• Given problem
Present the lines below as a Markdown table with the columns Row and Line, starting at the line holding "Query: eyeglasses" and continuing through the final line, both ends included. Skip any blank lines, and leave the pictures out.

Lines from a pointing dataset
"""

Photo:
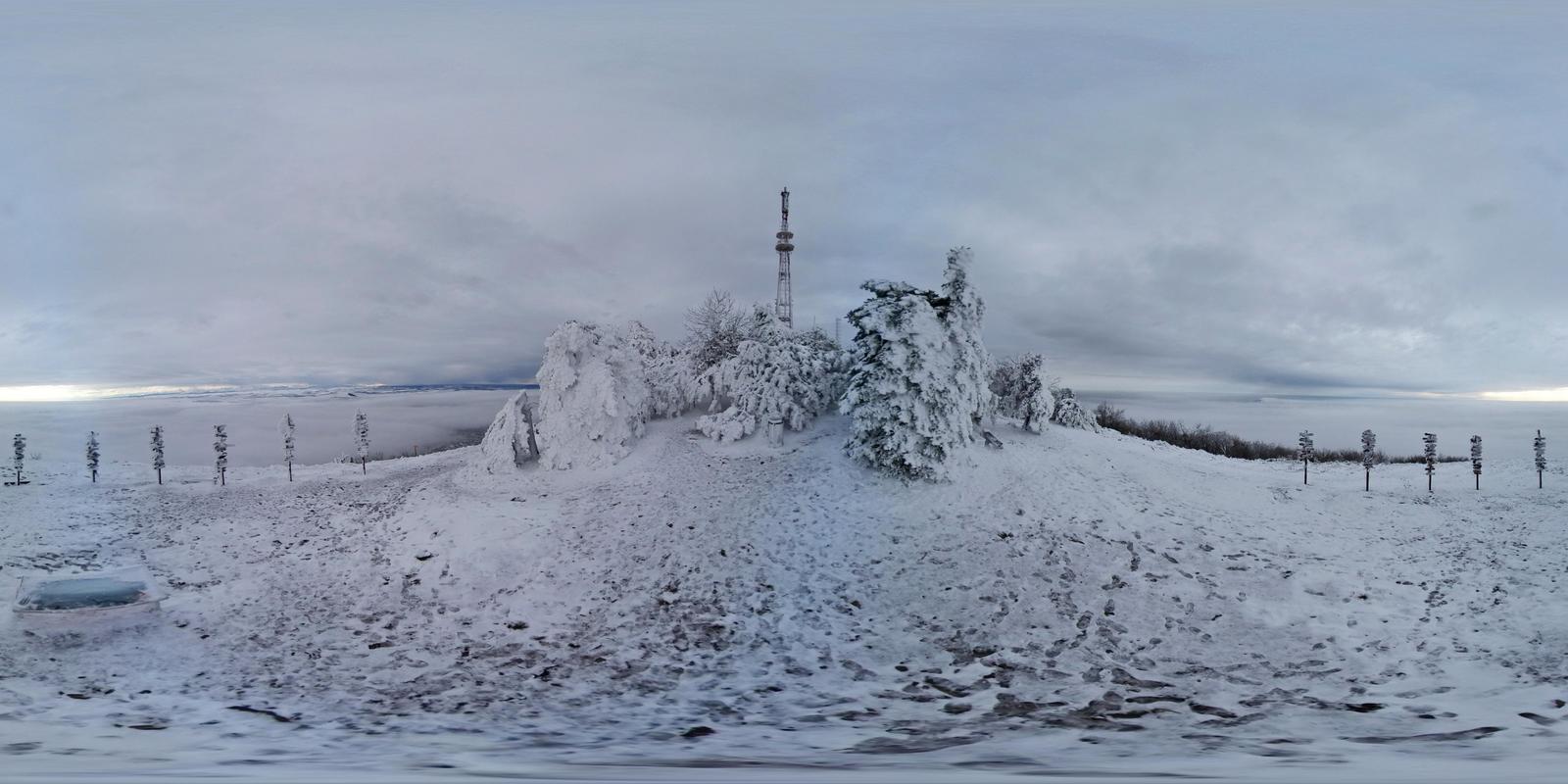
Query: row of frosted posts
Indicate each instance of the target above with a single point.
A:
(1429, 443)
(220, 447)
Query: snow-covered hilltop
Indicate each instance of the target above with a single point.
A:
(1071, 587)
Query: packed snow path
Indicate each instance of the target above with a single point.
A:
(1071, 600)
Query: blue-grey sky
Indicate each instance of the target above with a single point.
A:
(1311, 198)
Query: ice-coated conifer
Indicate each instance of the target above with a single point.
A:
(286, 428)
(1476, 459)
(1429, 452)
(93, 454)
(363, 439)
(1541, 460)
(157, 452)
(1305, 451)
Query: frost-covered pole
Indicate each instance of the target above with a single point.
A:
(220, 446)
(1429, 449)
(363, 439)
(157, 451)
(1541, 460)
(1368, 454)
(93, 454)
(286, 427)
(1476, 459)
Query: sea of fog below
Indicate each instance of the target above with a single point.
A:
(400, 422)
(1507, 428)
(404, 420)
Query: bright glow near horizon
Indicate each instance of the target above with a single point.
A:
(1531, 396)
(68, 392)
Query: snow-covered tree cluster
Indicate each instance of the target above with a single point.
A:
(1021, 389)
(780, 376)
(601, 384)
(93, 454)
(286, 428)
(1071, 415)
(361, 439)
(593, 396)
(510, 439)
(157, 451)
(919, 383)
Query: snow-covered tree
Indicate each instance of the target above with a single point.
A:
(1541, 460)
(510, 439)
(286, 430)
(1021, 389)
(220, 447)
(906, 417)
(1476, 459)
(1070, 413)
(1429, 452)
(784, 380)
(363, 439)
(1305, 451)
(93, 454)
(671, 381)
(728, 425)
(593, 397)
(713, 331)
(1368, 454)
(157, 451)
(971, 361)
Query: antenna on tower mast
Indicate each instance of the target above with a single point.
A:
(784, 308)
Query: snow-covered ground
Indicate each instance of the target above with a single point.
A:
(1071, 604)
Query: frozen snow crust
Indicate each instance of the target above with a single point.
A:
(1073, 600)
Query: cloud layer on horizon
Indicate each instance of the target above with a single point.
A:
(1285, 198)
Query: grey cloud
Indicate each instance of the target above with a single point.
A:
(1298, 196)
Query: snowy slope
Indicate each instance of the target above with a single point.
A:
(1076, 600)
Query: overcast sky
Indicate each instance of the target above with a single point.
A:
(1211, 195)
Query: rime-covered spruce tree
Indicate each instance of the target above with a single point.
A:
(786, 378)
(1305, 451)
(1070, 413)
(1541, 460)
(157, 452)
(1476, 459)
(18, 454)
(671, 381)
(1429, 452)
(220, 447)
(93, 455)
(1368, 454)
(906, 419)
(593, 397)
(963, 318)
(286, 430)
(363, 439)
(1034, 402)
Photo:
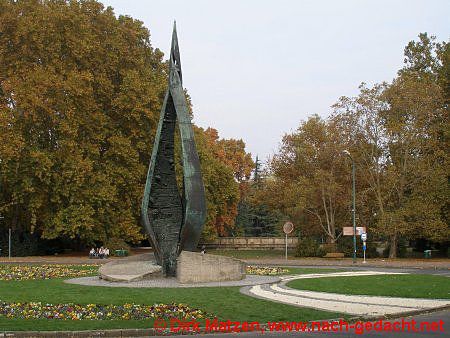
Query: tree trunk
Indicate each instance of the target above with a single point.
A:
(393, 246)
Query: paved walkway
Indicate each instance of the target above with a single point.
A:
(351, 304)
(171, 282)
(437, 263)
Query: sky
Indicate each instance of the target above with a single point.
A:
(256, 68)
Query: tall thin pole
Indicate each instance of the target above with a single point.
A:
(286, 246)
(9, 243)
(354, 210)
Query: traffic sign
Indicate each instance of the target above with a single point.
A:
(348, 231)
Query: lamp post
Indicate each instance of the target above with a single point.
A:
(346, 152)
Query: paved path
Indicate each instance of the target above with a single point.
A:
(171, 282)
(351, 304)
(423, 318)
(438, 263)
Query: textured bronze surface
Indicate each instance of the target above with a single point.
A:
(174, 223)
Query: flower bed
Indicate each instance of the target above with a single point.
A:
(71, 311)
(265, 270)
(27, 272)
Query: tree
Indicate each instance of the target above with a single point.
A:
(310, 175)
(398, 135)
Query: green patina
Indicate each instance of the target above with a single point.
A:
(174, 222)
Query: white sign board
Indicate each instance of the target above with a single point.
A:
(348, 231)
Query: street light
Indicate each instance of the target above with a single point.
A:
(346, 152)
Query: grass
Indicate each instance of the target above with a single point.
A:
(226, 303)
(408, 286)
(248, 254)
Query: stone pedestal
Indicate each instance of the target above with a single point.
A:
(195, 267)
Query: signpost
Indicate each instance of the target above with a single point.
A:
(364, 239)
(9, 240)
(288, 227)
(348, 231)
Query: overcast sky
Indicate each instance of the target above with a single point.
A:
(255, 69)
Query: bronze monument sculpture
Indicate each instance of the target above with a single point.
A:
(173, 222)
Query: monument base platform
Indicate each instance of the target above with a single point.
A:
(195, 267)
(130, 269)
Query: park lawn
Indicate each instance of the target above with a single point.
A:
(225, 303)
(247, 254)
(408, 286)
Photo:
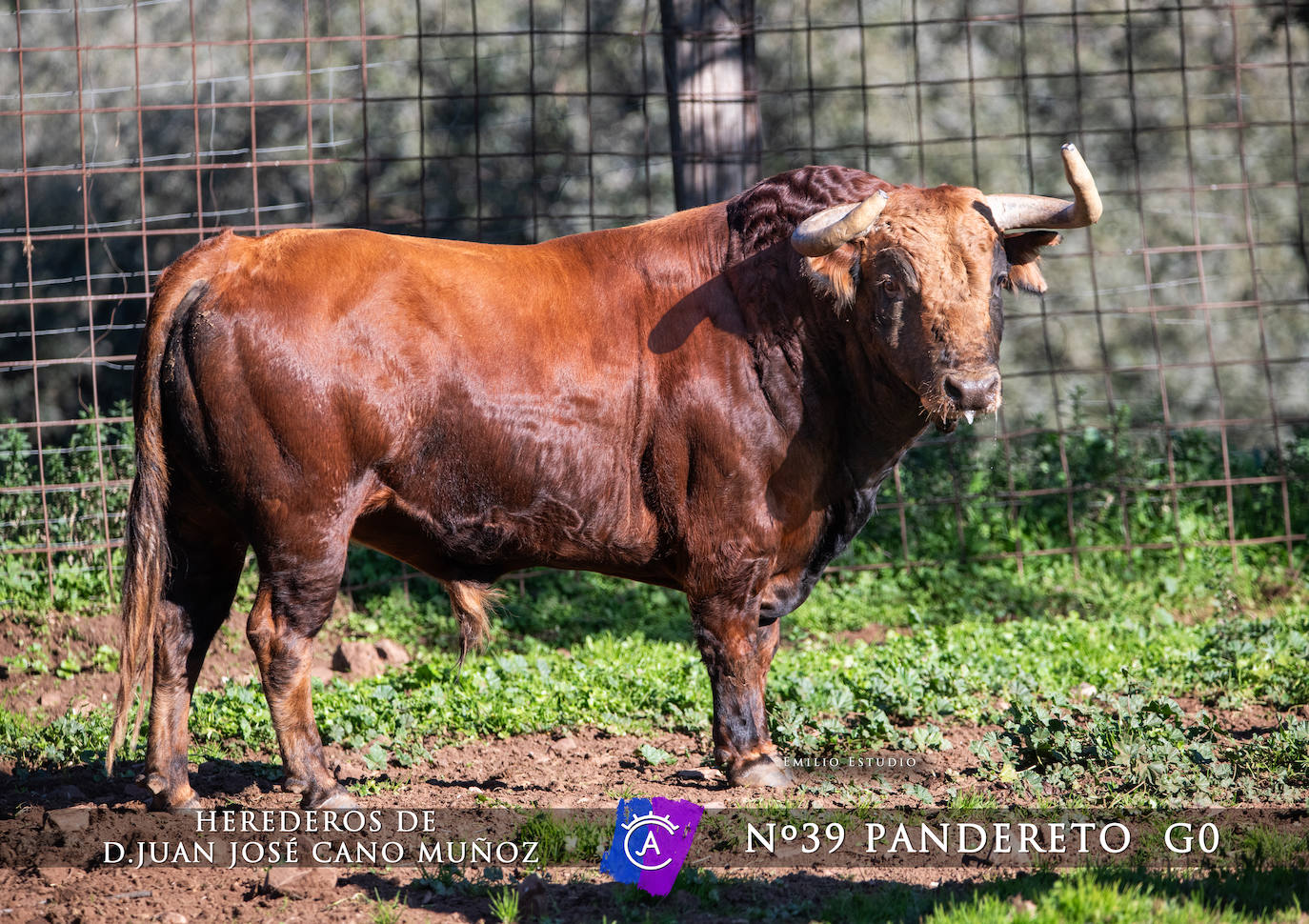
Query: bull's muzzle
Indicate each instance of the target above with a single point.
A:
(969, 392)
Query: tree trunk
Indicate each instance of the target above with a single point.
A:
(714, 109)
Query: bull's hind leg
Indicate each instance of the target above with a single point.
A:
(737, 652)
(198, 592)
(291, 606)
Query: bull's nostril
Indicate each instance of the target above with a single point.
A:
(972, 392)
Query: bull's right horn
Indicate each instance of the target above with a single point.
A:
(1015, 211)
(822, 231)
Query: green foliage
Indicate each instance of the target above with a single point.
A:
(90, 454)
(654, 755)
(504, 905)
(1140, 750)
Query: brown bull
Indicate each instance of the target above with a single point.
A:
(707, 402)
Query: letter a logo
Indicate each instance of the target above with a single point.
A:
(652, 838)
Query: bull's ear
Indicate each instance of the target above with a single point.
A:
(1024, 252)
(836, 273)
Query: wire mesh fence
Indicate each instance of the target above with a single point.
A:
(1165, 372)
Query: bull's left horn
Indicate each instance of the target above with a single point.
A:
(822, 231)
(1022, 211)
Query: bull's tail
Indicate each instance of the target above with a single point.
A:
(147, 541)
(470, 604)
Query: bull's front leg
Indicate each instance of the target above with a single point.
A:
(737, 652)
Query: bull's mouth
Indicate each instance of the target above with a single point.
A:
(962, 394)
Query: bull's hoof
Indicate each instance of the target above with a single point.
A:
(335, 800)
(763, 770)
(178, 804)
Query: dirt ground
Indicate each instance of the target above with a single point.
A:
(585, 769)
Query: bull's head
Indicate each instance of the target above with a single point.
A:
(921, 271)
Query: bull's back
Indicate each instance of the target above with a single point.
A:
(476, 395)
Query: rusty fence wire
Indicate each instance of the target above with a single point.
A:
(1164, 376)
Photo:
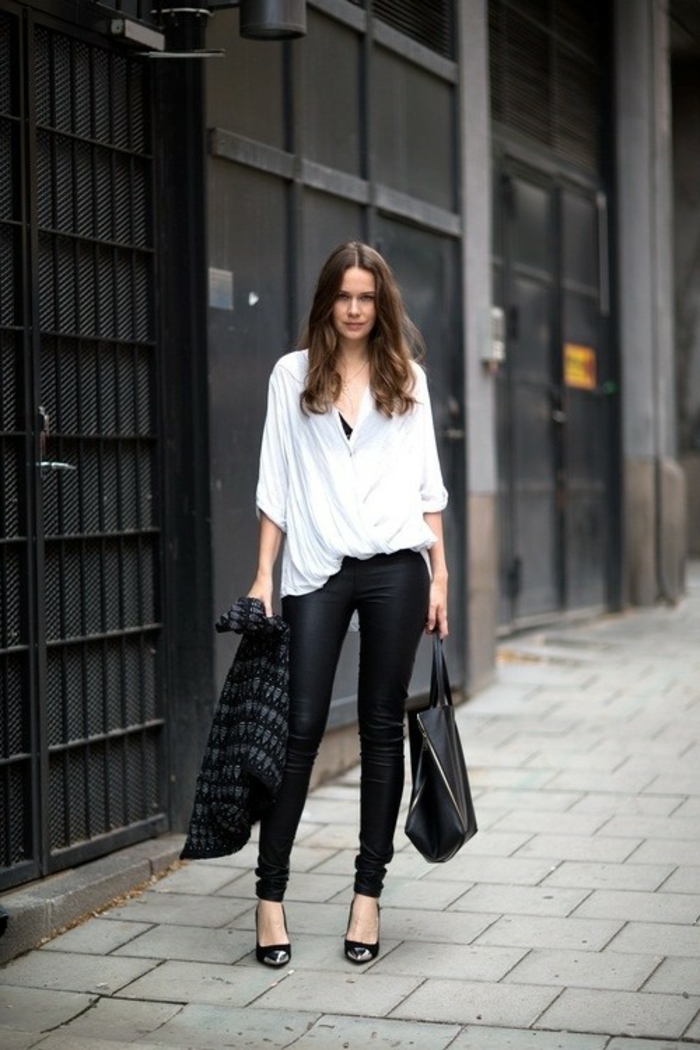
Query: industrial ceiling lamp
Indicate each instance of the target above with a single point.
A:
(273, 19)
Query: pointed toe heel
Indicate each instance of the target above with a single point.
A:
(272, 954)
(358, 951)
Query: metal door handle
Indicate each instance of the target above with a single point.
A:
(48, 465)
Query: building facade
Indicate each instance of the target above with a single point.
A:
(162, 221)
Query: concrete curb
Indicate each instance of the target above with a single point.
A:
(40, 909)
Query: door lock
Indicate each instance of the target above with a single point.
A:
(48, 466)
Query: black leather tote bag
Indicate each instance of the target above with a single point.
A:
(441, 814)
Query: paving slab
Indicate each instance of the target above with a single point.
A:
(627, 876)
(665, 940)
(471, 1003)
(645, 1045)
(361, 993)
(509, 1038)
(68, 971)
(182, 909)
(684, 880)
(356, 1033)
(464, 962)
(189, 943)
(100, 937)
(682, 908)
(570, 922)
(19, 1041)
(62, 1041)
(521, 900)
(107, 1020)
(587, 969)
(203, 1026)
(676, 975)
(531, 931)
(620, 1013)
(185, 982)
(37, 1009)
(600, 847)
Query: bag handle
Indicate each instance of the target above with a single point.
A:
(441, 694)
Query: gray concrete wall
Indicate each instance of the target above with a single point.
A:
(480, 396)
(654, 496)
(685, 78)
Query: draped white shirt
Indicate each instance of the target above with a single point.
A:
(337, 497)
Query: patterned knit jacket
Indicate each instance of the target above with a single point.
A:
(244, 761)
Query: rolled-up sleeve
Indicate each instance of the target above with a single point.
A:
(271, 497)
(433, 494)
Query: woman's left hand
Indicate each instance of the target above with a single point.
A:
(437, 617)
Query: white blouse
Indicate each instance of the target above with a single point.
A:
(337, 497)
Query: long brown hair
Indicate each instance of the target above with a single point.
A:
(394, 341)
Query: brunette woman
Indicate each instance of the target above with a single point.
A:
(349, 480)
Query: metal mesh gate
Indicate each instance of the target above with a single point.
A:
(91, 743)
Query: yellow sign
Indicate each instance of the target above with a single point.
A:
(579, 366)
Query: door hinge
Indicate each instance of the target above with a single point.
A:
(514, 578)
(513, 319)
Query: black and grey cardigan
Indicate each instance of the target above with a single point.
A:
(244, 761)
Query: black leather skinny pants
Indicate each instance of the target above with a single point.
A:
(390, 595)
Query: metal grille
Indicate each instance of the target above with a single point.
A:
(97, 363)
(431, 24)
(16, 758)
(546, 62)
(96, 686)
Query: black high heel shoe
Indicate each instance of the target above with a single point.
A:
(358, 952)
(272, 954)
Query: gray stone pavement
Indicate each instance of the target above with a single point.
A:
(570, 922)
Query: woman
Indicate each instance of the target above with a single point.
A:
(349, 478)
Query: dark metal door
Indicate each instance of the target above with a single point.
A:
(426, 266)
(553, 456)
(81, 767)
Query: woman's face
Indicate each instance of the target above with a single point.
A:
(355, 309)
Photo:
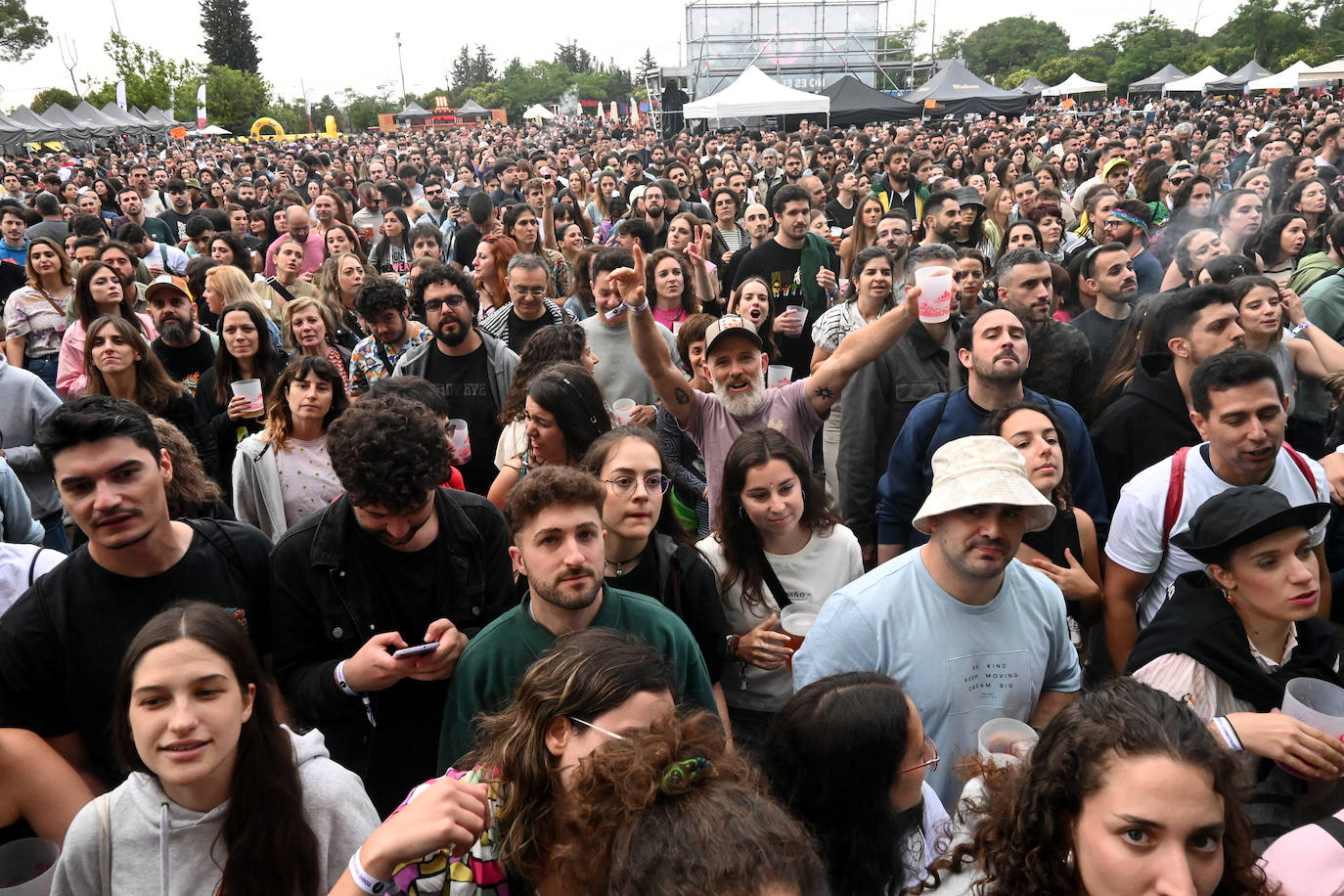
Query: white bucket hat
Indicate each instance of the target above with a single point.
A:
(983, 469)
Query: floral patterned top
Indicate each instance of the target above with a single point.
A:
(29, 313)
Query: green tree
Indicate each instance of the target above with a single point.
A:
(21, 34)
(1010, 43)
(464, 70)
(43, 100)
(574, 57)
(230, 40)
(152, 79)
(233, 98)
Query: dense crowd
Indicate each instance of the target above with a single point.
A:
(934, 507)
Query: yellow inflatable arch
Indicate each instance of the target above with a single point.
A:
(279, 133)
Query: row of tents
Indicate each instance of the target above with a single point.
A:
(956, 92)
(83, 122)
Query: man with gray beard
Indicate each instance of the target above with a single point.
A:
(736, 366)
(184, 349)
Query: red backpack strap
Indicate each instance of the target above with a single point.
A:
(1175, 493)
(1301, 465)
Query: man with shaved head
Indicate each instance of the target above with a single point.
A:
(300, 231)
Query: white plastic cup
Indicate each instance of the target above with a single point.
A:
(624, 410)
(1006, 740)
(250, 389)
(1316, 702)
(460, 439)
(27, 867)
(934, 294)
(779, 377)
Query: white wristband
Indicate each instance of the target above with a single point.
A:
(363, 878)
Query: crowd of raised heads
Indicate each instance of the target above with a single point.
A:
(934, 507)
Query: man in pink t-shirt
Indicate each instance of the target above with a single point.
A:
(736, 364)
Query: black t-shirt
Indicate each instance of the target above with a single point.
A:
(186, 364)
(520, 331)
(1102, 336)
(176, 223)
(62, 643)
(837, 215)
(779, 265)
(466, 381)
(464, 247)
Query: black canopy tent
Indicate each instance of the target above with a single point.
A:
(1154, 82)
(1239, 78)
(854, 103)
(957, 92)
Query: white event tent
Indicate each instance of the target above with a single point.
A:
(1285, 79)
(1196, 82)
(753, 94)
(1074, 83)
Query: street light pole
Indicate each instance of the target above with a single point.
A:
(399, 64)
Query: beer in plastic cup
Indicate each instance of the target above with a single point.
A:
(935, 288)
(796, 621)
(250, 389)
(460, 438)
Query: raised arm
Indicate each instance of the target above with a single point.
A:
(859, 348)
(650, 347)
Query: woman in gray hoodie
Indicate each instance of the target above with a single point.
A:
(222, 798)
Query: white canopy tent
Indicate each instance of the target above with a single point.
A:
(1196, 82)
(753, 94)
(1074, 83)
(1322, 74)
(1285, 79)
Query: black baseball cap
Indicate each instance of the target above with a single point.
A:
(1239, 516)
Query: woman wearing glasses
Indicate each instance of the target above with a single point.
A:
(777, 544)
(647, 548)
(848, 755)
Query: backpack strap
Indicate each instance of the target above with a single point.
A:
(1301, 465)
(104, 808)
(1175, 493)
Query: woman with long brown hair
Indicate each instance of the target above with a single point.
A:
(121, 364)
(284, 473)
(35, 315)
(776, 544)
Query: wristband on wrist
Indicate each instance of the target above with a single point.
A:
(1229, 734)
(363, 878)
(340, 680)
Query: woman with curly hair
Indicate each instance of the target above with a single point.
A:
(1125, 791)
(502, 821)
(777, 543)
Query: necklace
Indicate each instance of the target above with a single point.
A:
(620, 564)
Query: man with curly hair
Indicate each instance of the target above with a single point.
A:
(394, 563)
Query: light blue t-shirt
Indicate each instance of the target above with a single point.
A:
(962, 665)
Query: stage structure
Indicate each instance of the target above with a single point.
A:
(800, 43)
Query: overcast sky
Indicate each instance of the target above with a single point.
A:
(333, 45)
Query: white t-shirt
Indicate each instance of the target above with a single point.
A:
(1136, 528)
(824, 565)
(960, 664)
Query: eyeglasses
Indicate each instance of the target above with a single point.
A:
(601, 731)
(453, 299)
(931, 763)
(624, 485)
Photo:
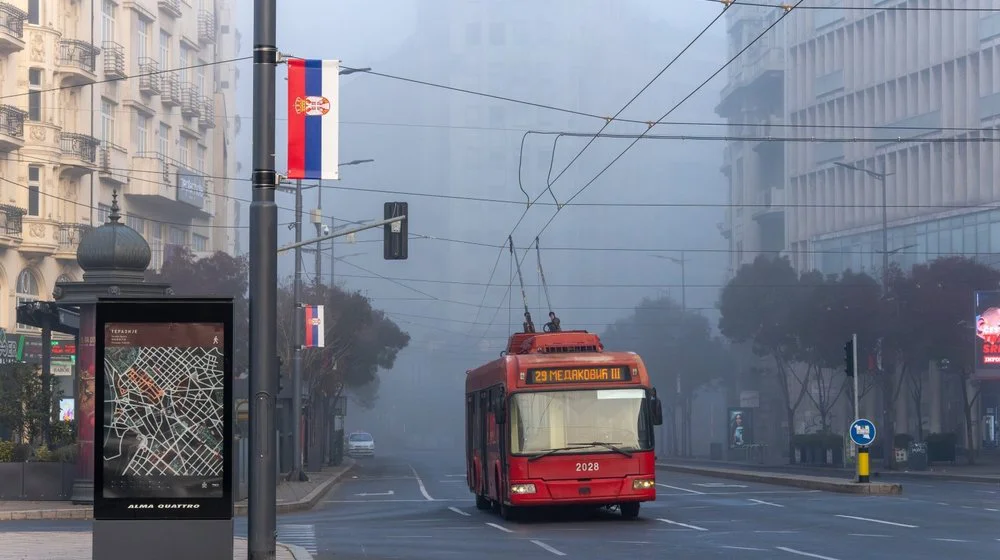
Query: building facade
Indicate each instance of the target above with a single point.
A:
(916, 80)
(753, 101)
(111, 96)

"""

• Result
| Row | Line |
|---|---|
| 1 | Query: eyeglasses |
| 2 | Indicate each instance of the target above with a single point. |
| 3 | A: |
| 4 | (601, 731) |
| 5 | (453, 299) |
| 6 | (931, 763) |
| 7 | (624, 485) |
| 8 | Photo: |
| 9 | Query: building facade |
| 10 | Indicate each instance of the target above with a single point. |
| 11 | A: |
| 12 | (916, 80) |
| 13 | (753, 101) |
| 14 | (111, 96) |